(YOUR INSTRUCTIONS): From the first line to the last, write out the material exactly.

(TASK INPUTS):

= Beginning of Section =

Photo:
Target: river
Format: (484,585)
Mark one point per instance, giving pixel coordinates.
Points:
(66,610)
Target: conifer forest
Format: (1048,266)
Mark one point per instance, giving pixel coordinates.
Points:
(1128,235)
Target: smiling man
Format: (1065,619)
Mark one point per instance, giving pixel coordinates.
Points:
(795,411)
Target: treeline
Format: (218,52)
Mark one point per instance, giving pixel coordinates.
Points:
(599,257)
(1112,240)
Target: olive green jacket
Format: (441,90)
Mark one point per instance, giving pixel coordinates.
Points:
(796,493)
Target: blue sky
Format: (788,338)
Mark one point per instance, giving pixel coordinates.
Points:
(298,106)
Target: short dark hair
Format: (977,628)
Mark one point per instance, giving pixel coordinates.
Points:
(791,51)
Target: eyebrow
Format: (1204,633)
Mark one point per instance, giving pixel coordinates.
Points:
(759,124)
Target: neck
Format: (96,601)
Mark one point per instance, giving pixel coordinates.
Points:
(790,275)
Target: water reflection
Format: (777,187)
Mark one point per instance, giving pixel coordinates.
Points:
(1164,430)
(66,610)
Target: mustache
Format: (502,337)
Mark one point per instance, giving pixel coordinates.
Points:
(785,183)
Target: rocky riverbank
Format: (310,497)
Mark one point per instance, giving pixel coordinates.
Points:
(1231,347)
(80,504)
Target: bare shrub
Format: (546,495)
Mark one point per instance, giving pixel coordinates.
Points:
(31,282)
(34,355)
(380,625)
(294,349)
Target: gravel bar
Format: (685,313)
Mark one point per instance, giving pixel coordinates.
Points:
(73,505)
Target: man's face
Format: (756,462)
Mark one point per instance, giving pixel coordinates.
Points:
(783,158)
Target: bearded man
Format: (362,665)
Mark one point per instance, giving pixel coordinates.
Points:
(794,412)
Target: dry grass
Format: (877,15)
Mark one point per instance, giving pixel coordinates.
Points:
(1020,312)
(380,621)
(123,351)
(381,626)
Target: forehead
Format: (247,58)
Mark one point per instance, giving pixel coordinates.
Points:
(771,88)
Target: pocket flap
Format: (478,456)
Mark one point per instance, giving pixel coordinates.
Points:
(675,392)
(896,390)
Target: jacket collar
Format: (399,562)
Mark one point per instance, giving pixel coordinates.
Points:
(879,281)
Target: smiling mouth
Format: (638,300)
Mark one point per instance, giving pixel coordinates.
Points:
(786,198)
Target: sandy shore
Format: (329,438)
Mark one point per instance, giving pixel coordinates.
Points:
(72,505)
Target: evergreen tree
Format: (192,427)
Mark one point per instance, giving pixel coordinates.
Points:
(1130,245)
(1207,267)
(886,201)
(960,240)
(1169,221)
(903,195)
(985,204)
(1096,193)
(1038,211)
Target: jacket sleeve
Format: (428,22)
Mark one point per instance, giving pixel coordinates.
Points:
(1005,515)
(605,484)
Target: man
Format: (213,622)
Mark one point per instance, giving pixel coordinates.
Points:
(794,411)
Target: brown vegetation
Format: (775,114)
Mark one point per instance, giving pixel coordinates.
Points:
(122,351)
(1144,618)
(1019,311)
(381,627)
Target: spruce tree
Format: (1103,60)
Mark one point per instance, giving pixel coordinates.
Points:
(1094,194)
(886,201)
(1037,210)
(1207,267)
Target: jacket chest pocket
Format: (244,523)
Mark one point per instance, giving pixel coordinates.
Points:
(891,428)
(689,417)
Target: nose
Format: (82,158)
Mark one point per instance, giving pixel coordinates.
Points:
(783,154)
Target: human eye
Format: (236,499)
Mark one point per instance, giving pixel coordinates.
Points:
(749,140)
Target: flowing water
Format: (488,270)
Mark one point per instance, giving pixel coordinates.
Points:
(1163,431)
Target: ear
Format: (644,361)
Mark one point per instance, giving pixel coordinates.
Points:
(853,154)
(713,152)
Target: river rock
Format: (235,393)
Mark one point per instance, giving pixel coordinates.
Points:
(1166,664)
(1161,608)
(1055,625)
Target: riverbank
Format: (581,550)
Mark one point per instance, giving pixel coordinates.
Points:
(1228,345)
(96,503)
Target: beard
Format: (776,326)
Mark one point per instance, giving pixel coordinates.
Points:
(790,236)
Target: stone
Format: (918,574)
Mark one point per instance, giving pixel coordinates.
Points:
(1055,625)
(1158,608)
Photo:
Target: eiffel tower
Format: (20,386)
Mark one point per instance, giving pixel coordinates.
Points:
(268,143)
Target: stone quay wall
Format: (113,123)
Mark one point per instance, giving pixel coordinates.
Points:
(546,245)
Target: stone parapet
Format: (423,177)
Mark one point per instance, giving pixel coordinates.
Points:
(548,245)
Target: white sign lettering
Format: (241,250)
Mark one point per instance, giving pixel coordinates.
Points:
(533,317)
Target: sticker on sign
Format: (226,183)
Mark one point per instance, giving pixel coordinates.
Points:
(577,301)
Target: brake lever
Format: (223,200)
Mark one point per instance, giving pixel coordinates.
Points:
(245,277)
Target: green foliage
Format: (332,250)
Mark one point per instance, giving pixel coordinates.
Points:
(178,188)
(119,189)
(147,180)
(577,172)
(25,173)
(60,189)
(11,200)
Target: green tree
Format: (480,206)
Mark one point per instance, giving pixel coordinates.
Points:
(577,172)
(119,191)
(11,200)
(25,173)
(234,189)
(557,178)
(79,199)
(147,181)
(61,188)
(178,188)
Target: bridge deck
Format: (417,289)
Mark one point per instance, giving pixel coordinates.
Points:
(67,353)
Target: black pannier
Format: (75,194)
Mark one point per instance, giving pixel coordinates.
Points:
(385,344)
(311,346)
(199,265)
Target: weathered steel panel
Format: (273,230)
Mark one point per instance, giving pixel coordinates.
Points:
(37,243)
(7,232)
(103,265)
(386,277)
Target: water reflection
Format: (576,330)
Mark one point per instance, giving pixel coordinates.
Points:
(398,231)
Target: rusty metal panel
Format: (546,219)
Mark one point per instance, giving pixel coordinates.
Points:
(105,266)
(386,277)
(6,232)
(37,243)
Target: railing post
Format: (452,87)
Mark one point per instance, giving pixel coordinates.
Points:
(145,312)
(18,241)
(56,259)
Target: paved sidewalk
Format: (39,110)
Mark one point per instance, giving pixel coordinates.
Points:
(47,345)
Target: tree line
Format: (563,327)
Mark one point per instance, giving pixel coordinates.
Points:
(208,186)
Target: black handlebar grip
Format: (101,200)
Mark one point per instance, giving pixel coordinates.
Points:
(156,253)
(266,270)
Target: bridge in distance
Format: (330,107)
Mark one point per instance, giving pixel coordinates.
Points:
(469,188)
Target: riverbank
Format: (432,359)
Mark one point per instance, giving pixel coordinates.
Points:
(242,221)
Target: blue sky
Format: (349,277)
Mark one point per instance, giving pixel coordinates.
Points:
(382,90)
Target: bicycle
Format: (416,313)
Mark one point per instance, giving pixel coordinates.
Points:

= End of Section =

(THE ANSWER):
Photo:
Target: river
Format: (484,585)
Mark one point per instance, giving pixel coordinates.
Points:
(66,610)
Target: conifer forest
Format: (1048,266)
Mark one point per instance, giving pixel coordinates.
Points:
(1128,235)
Target: smiling man
Format: (1065,619)
Mark one point per instance, giving pixel coordinates.
Points:
(795,411)
Target: treeline
Format: (218,52)
Mark one point per instance, giving pixel coordinates.
Points:
(599,257)
(1112,240)
Target: olive green jacket
Format: (441,90)
Mark one point per instance, giving pixel coordinates.
Points:
(796,493)
Target: blue sky
Format: (788,338)
Mark one point per instance, giving pixel coordinates.
Points:
(298,106)
Target: short dark hair
Format: (977,628)
Mark one point per instance, giving pixel coordinates.
Points:
(791,51)
Target: eyebrow
Format: (1204,633)
Mark one point per instance, giving pixel coordinates.
Points:
(759,124)
Target: neck
Format: (96,601)
Mark one point per instance, giving pixel coordinates.
Points:
(790,275)
Target: water reflection
Format: (777,187)
Mark one point per instance, giving pixel coordinates.
Points:
(1164,430)
(66,610)
Target: mustache
Format: (502,337)
Mark one point per instance, giving pixel coordinates.
Points:
(785,183)
Target: rocky riverbank
Format: (310,497)
Mark one point per instance, giving pixel coordinates.
Points:
(1231,347)
(80,504)
Target: bare shrub
Format: (546,495)
Mark one point per instance, giving pixel coordinates.
Points:
(31,282)
(34,355)
(380,625)
(294,349)
Target: gravel bar
Format: (685,313)
Mark one point per instance, giving pixel coordinates.
Points:
(73,505)
Target: man's face
Format: (756,462)
Mark one point per instance, giving pixel coordinates.
Points:
(783,158)
Target: bearded man
Format: (362,665)
Mark one point per instance, giving pixel coordinates.
Points:
(794,412)
Target: dry grass
Format: (877,15)
Mark one point per instance, giving pixel coordinates.
Points:
(1020,312)
(380,621)
(123,351)
(381,626)
Target: forehead
Format: (247,58)
Mark one point per instance, giving pixel coordinates.
Points:
(771,88)
Target: pocket flap
Format: (478,456)
Mark one point per instance, giving pixel coordinates.
Points:
(675,392)
(896,390)
Target: jacket collar
Format: (399,562)
Mark one point per instance, giving pixel coordinates.
Points:
(879,281)
Target: smiling mouth
Format: (638,300)
Mark one point per instance, giving pixel coordinates.
Points:
(786,198)
Target: sandy shore
Format: (329,438)
Mark one point per instance, giving pixel coordinates.
Points:
(72,505)
Target: evergreen tree
Format: (192,427)
Mark one point per instance, giving pixel coordinates.
Points:
(1130,245)
(1207,267)
(886,201)
(960,240)
(1169,221)
(903,195)
(985,204)
(1096,193)
(1038,211)
Target: jacket sleeve
Format: (428,22)
Mark one point per instance, giving pixel coordinates.
Points:
(1005,515)
(605,484)
Target: man
Format: (213,622)
Mark one point per instance, giving pixel coordinates.
Points:
(794,411)
Target: brown vegetation
Format: (775,114)
Mark one point per instance, giving pixel coordinates.
Points:
(122,351)
(1144,618)
(1019,311)
(381,627)
Target: spruce tree
Format: (1103,60)
Mark one point per instance, giving pixel coordinates.
Points:
(1094,194)
(886,201)
(1037,210)
(1207,267)
Target: jacket chest pocket
Format: (244,523)
Mark one point per instance, giving pixel coordinates.
Points:
(891,428)
(689,417)
Target: nose
Format: (82,158)
Mark one point per instance, giving pixel coordinates.
Points:
(783,154)
Target: human eye
Format: (236,499)
Mark one point per instance, giving pixel coordinates.
Points:
(749,140)
Target: flowing water
Format: (488,270)
Mark one point per instance, giving pixel coordinates.
Points:
(1163,431)
Target: ear
Format: (644,361)
Mark one point per instance, giving pixel coordinates.
Points:
(853,154)
(713,152)
Target: river rock
Format: (235,393)
Mark one point per instance, giving pixel coordinates.
Points:
(1166,664)
(1161,608)
(1055,625)
Target: riverbank
Format: (581,550)
Mark one point per instance, giving pixel coordinates.
Points:
(1228,345)
(96,503)
Target: beard
Format: (776,326)
Mark one point per instance, giving pixel coordinates.
Points:
(790,236)
Target: stone
Format: (918,574)
Mark one point per instance, giving pixel coordinates.
Points:
(1055,625)
(1158,608)
Photo:
Target: eiffel tower
Format: (20,386)
Mark one point per instance, giving pixel coordinates.
Points:
(268,143)
Target: stone quay wall
Format: (113,123)
Mark one point per instance, giving pixel coordinates.
Points:
(546,245)
Target: stone parapet
Format: (423,177)
Mark one point per instance, giving pixel coordinates.
Points:
(548,245)
Target: white sign lettering
Format: (241,250)
Mark one point per instance, giving pixel coordinates.
Points:
(533,317)
Target: sticker on sign
Format: (226,183)
Mark one point per instance, giving pixel coordinates.
Points:
(577,301)
Target: brake lever
Format: (223,200)
Mark one point per instance, giving pixel coordinates.
Points:
(245,277)
Target: green foliage
Format: (332,250)
Mark one point per instance, giving pixel coordinates.
Points:
(178,188)
(119,189)
(147,180)
(577,172)
(25,173)
(60,189)
(11,200)
Target: green tree
Format: (480,206)
Mark one point per instance, giving pixel coordinates.
Points:
(577,172)
(119,191)
(11,200)
(25,173)
(234,189)
(557,178)
(79,199)
(147,181)
(61,188)
(178,188)
Target: bridge deck
Format: (417,289)
Mark one point per instance, giving pixel coordinates.
Points:
(67,353)
Target: black pannier
Format: (75,194)
Mark one point per instance, giving pixel coordinates.
Points:
(385,344)
(311,346)
(199,265)
Target: weathered steel panel
Format: (273,230)
Mark one point per instance, giving pixel coordinates.
Points:
(37,243)
(7,232)
(103,265)
(386,277)
Target: water reflection
Format: (576,330)
Mark one point per instance, giving pixel coordinates.
Points:
(398,231)
Target: rusty metal panel
Format: (546,219)
Mark one point per instance, giving pixel coordinates.
Points:
(105,266)
(386,277)
(6,232)
(37,243)
Target: railing post
Format: (452,87)
Mark one point per instance, giving pixel coordinates.
Points:
(145,312)
(18,241)
(56,259)
Target: paved sidewalk
Format: (39,110)
Mark one point per instance, giving pixel coordinates.
Points:
(47,345)
Target: tree line
Format: (563,327)
Mark one point per instance, giving pixel coordinates.
Points:
(208,186)
Target: black handlebar grip
Format: (101,200)
Mark one point per instance, giving pixel coordinates.
Points:
(156,253)
(266,270)
Target: bridge in distance
Format: (330,107)
Mark one point per instance, giving pixel coordinates.
Points:
(469,188)
Target: riverbank
Format: (432,359)
Mark one point per instance, giving pixel coordinates.
Points:
(242,221)
Target: blue sky
Format: (349,277)
Mark one point per instance, giving pixel coordinates.
Points:
(382,90)
Target: bicycle
Format: (416,313)
Mark one point per instance, giving pixel coordinates.
Points:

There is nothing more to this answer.